::: RECORDS FOR THIS EXERCISE :::

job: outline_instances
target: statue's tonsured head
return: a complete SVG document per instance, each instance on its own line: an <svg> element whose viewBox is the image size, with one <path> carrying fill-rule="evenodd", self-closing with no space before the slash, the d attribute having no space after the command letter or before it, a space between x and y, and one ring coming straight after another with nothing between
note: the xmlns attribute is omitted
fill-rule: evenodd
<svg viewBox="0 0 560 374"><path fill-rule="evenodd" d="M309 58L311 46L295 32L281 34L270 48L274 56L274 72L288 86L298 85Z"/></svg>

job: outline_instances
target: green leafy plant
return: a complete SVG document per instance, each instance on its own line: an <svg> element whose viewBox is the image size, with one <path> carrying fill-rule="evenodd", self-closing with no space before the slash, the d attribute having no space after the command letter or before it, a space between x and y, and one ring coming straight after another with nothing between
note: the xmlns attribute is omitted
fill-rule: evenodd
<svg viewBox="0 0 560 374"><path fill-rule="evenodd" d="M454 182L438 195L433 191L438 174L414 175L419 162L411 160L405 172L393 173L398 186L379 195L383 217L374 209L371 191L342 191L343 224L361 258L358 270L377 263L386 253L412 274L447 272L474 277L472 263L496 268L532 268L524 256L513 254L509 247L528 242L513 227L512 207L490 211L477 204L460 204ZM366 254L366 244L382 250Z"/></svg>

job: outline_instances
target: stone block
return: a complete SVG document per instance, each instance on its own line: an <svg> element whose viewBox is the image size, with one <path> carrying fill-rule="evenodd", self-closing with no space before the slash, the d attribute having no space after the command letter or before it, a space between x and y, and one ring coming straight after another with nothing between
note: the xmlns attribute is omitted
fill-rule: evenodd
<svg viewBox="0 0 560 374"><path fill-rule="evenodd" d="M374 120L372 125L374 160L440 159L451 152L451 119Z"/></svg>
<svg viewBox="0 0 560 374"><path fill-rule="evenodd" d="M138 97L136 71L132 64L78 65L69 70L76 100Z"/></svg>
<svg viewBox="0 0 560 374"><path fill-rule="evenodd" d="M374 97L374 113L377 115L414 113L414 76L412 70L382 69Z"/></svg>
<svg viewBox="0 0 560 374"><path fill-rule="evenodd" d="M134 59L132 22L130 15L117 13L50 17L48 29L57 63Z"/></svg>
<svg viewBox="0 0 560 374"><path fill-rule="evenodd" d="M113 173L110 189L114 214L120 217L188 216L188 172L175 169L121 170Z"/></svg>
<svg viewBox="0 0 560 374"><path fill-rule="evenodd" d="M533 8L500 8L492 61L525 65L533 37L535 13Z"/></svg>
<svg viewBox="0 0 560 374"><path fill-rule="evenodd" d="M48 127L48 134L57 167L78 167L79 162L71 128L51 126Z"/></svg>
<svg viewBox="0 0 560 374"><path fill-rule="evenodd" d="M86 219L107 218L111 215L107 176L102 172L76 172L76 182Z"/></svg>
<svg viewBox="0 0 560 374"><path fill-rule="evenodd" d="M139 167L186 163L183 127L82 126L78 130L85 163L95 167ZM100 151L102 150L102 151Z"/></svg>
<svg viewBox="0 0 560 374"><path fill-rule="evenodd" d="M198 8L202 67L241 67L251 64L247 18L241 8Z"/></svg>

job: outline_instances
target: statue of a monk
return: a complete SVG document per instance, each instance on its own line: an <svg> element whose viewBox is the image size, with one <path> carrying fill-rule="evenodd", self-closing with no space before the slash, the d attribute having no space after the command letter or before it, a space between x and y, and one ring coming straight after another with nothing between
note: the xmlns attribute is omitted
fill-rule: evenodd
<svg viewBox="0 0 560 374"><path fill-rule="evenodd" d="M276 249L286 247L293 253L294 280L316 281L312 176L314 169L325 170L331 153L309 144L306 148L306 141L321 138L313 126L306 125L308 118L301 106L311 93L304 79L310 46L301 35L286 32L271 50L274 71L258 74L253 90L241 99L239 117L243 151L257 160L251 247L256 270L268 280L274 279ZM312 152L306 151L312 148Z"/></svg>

:::

EXERCISE: Convert every line above into a Markdown table with two columns, "No." for the row number and "Line" for the line itself, leaving out blank lines.

RESULT:
| No. | Line |
|---|---|
| 1 | job: outline_instances |
| 2 | target: statue's tonsured head |
| 3 | return: a complete SVG document per instance, each instance on its own line: an <svg> element whose viewBox is the image size, with one <path> carrying fill-rule="evenodd", self-closing with no space before the slash, the d attribute having no space after the command letter or before it, a space between x and y, and one ring coming straight after another with nothing between |
| 4 | note: the xmlns attribute is omitted |
| 5 | fill-rule: evenodd |
| 6 | <svg viewBox="0 0 560 374"><path fill-rule="evenodd" d="M309 58L311 46L295 32L281 34L270 48L274 56L274 72L288 86L298 85Z"/></svg> |
| 7 | job: outline_instances |
| 8 | target: green leafy plant |
| 9 | return: a complete SVG document per instance, each instance on its own line: an <svg> element whose viewBox is the image size, with one <path> carrying fill-rule="evenodd", self-closing with no space before the slash, the d attribute having no space after the command letter or before it, a space between x and y, and one ring coming straight after another with nothing between |
| 10 | note: the xmlns attribute is omitted |
| 11 | fill-rule: evenodd |
| 12 | <svg viewBox="0 0 560 374"><path fill-rule="evenodd" d="M454 182L438 195L433 191L438 174L414 175L419 162L411 160L405 172L393 173L398 186L379 195L383 217L374 209L371 191L342 191L343 224L361 258L358 270L377 263L386 253L412 274L447 272L474 277L472 263L496 268L532 268L524 256L513 254L509 247L528 242L513 227L512 207L490 211L477 204L460 204ZM366 254L366 244L382 250Z"/></svg> |
| 13 | job: outline_instances |
| 14 | target: stone block |
| 15 | return: a complete SVG document per instance, each instance on its own line: an <svg> element whose viewBox is the image size, with one <path> carrying fill-rule="evenodd", self-closing with no space before the slash, the d attribute having no space after the command letter or before it, a space between x and y, and one ring coming straight after another with nothing between |
| 16 | note: the xmlns attribute is omitted |
| 17 | fill-rule: evenodd |
| 18 | <svg viewBox="0 0 560 374"><path fill-rule="evenodd" d="M374 120L372 125L374 160L440 159L451 152L451 119Z"/></svg> |
| 19 | <svg viewBox="0 0 560 374"><path fill-rule="evenodd" d="M138 97L136 71L132 64L78 65L69 70L76 100Z"/></svg> |
| 20 | <svg viewBox="0 0 560 374"><path fill-rule="evenodd" d="M374 97L374 113L377 115L414 113L414 76L412 70L382 69Z"/></svg> |
| 21 | <svg viewBox="0 0 560 374"><path fill-rule="evenodd" d="M134 59L132 22L130 15L117 13L50 17L48 29L57 63Z"/></svg> |
| 22 | <svg viewBox="0 0 560 374"><path fill-rule="evenodd" d="M113 173L110 189L114 214L120 217L188 216L188 172L175 169L121 170Z"/></svg> |
| 23 | <svg viewBox="0 0 560 374"><path fill-rule="evenodd" d="M533 8L500 8L492 61L525 65L533 37L535 13Z"/></svg> |
| 24 | <svg viewBox="0 0 560 374"><path fill-rule="evenodd" d="M48 127L48 134L57 167L78 167L79 162L71 128L51 126Z"/></svg> |
| 25 | <svg viewBox="0 0 560 374"><path fill-rule="evenodd" d="M86 219L107 218L111 215L107 176L102 172L76 172L76 182Z"/></svg> |
| 26 | <svg viewBox="0 0 560 374"><path fill-rule="evenodd" d="M139 167L186 163L183 127L82 126L78 130L85 163L95 167ZM100 151L102 150L102 151Z"/></svg> |
| 27 | <svg viewBox="0 0 560 374"><path fill-rule="evenodd" d="M198 8L202 67L241 67L251 64L247 18L241 8Z"/></svg> |
| 28 | job: outline_instances |
| 29 | target: statue of a monk |
| 30 | return: a complete SVG document per instance, each instance on its own line: an <svg> element whose viewBox is the image size, with one <path> carrying fill-rule="evenodd", self-closing with no space before the slash, the d attribute having no space after the command letter or before it, a space between x and y, and one ring coming straight after another with nothing between |
| 31 | note: the xmlns attribute is omitted |
| 32 | fill-rule: evenodd |
| 33 | <svg viewBox="0 0 560 374"><path fill-rule="evenodd" d="M276 249L286 247L293 253L294 280L316 281L312 176L314 169L325 170L331 153L309 144L306 148L306 141L321 138L313 126L306 125L308 118L301 106L311 93L304 79L310 46L301 35L286 32L271 50L274 71L258 74L253 90L241 99L239 117L243 151L257 160L251 247L256 270L268 280L274 279ZM312 152L306 151L312 148Z"/></svg> |